##### Provided data

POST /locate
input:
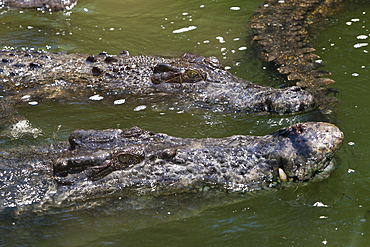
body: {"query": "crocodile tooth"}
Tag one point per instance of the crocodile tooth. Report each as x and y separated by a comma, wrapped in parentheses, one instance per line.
(282, 175)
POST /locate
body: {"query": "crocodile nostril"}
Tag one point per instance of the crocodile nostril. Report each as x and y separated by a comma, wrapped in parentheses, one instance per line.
(124, 158)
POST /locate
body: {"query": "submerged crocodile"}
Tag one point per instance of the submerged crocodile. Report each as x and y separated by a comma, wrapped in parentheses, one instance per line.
(194, 81)
(43, 4)
(138, 162)
(281, 33)
(97, 162)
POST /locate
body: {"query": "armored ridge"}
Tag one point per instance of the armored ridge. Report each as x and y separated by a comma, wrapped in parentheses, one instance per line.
(137, 162)
(282, 35)
(44, 4)
(195, 80)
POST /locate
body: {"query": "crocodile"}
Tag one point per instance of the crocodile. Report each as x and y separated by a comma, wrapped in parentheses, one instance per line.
(281, 35)
(194, 81)
(95, 163)
(51, 5)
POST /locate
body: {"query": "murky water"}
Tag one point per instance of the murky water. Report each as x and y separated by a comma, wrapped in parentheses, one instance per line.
(208, 28)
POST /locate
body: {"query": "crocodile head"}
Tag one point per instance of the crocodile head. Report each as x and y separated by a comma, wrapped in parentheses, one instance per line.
(305, 150)
(217, 85)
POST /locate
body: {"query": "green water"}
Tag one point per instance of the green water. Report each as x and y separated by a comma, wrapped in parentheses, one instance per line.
(286, 217)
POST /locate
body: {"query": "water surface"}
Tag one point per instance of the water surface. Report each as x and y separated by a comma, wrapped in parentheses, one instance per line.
(211, 28)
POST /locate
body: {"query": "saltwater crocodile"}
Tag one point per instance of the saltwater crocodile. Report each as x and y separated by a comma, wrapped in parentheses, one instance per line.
(194, 81)
(42, 4)
(282, 34)
(137, 162)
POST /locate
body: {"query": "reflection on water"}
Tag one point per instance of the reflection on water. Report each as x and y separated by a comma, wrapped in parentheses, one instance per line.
(209, 28)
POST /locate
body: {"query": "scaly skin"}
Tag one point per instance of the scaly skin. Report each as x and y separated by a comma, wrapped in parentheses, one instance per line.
(137, 162)
(195, 79)
(282, 34)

##########

» Written request:
Report every line of the records that contains the word "nostril", copying each such line in full. Treat uppercase and lowercase letters as distinct when matching.

» Output below:
body: {"query": "crocodile nostril"}
Tag one point per instance of the crocodile nostril. Report each as x and y separated by a comma, wrapped in parentheses, one instance per line.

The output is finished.